→ TASK DESCRIPTION
Gather every line of the records below that contains the string "column", and treat uppercase and lowercase letters as distinct.

━━━━━ ENTRIES SUPPLIED

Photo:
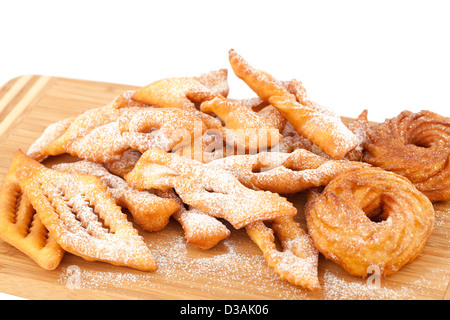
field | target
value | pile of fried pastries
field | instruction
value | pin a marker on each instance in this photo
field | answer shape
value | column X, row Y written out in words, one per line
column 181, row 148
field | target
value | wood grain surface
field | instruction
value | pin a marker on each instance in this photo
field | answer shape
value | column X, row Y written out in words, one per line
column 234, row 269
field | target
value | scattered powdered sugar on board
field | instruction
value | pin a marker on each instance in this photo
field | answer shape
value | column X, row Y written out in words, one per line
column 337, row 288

━━━━━━━━━━
━━━━━ ENTRIES SUPPLIED

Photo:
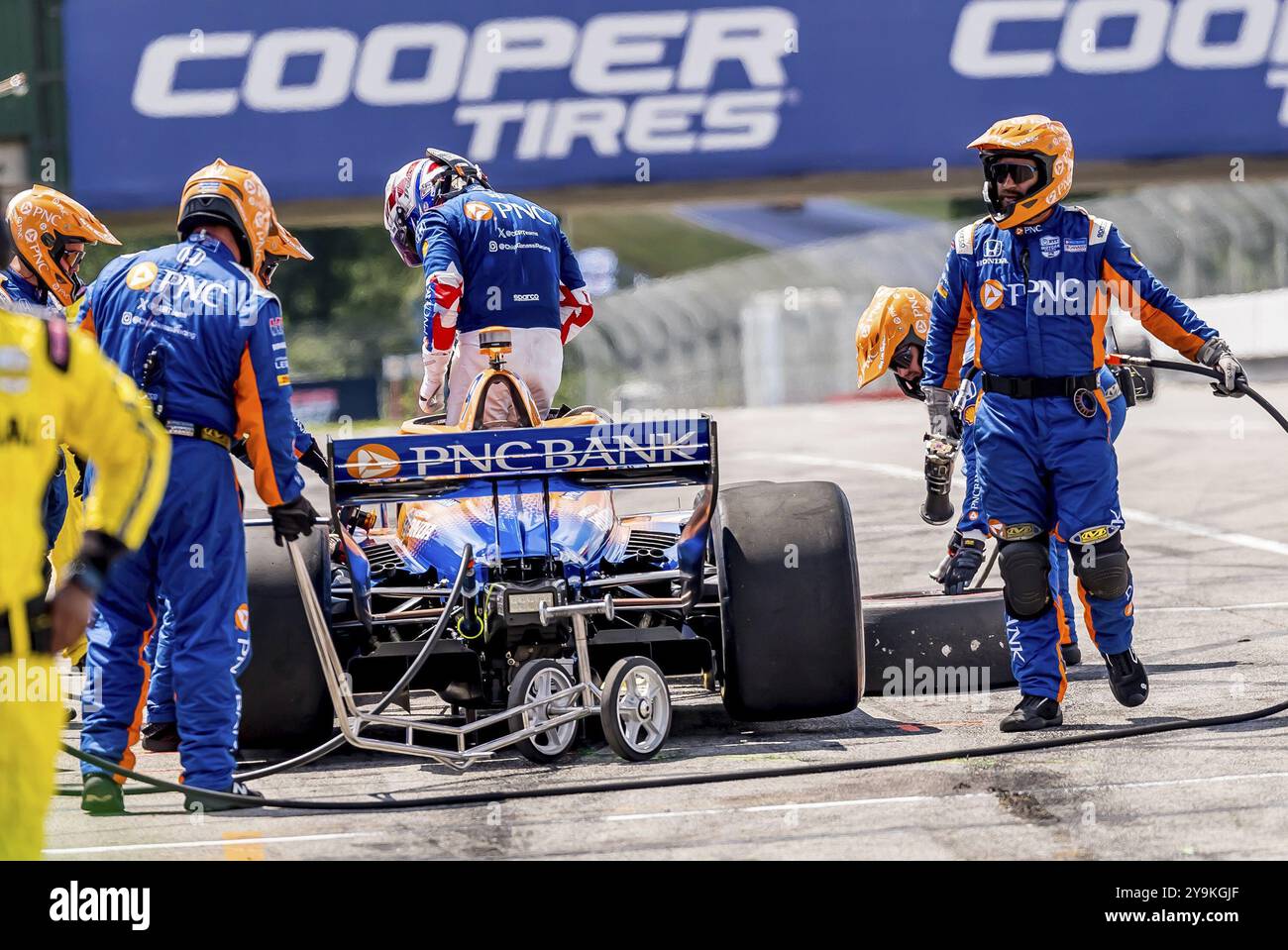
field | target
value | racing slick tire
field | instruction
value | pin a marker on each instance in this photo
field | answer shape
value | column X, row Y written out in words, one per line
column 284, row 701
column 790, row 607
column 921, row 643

━━━━━━━━━━

→ FULL ANSWER
value | column X, row Y written out in words, one per line
column 181, row 148
value | column X, row Y written out in words, one per line
column 234, row 269
value | column X, row Y written out in words, one per line
column 337, row 288
value | column X, row Y written out in words, one per line
column 284, row 701
column 790, row 607
column 921, row 643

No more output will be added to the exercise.